寺ネット・サンガ「坊コン」「こんな供養は○○だ!」 供養コンシェルジェが語る「供養の悩み」 供養 寺

供養コンシェルジェが語る「供養の悩み」

2014年12月10日(水)、ネット・サンガ主催の「坊コン」が開催されました。今回は新しいテーマ「『こんな供養は〇〇だ!』クヨクヨしない供養」についてです。

供養コンシェルジェが語る「供養の悩み」
長年、供養の現場に携わってきた「供養コンシェルジェ」の佐藤清美さん。供養コンシェルジェとして、時にはお坊さんと協力しながら、相談する方が「これでいいんだ」と納得する方法を提案してきました。
供養に関して、「誰に聞けばよいのかわからない」と悩む人が増えているそうです。実際に一般の方々から寄せられた相談から、供養に関する悩みや問題点について語ってもらいました。

供養
・宗教・無宗教
・位牌・仏壇
・行事
・お墓
・死生観

嫁いだ先の宗教・宗派が違うなど、家庭事情による悩みが多いそうです。宗教や宗派が違う場合、お墓やお仏壇をどうしたら良いか困ってしまう方がいます。
お盆をどう過ごしたらわからず、「お盆はやらなくてはならないのか」といった相談も寄せられるそうです。
お骨の供養に関して、散骨や手元供養など、多様化している供養の方法にも悩むケースもあります。本人の希望であっても、家族や親族が納得しない場合もあり、亡くなってから双方の希望を一致させるのは大変です。
-.-.-
--- 課題内容 ---
上の本文抜粋で、「供養」という語の下に箇条書きで並ぶ項目をすべて書き出してください。
-.-.-
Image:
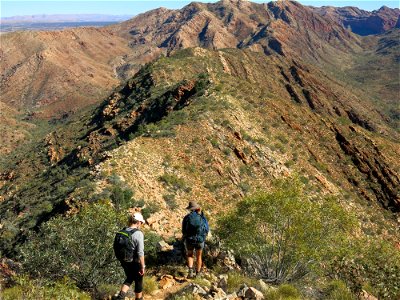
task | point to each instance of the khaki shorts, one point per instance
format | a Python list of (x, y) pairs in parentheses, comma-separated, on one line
[(191, 246)]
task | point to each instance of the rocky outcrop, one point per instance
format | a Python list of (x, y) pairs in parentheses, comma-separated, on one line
[(360, 21), (370, 161)]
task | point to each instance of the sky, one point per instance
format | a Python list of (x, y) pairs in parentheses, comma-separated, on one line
[(133, 7)]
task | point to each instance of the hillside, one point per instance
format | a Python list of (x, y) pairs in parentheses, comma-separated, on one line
[(55, 74), (216, 103), (360, 21), (293, 124)]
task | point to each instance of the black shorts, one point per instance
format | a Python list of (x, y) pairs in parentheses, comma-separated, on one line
[(189, 246), (132, 275)]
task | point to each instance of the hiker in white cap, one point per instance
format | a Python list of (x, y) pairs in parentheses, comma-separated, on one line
[(129, 249), (194, 231)]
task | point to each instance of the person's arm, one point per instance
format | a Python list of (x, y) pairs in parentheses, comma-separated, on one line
[(140, 251), (142, 265), (184, 227)]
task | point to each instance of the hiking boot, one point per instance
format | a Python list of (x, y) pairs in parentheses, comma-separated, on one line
[(199, 274), (191, 274), (120, 296)]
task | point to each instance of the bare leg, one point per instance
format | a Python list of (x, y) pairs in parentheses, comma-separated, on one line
[(199, 261), (124, 288), (189, 257)]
-.-.-
--- 回答 ---
宗教・無宗教、位牌・仏壇、行事、お墓、死生観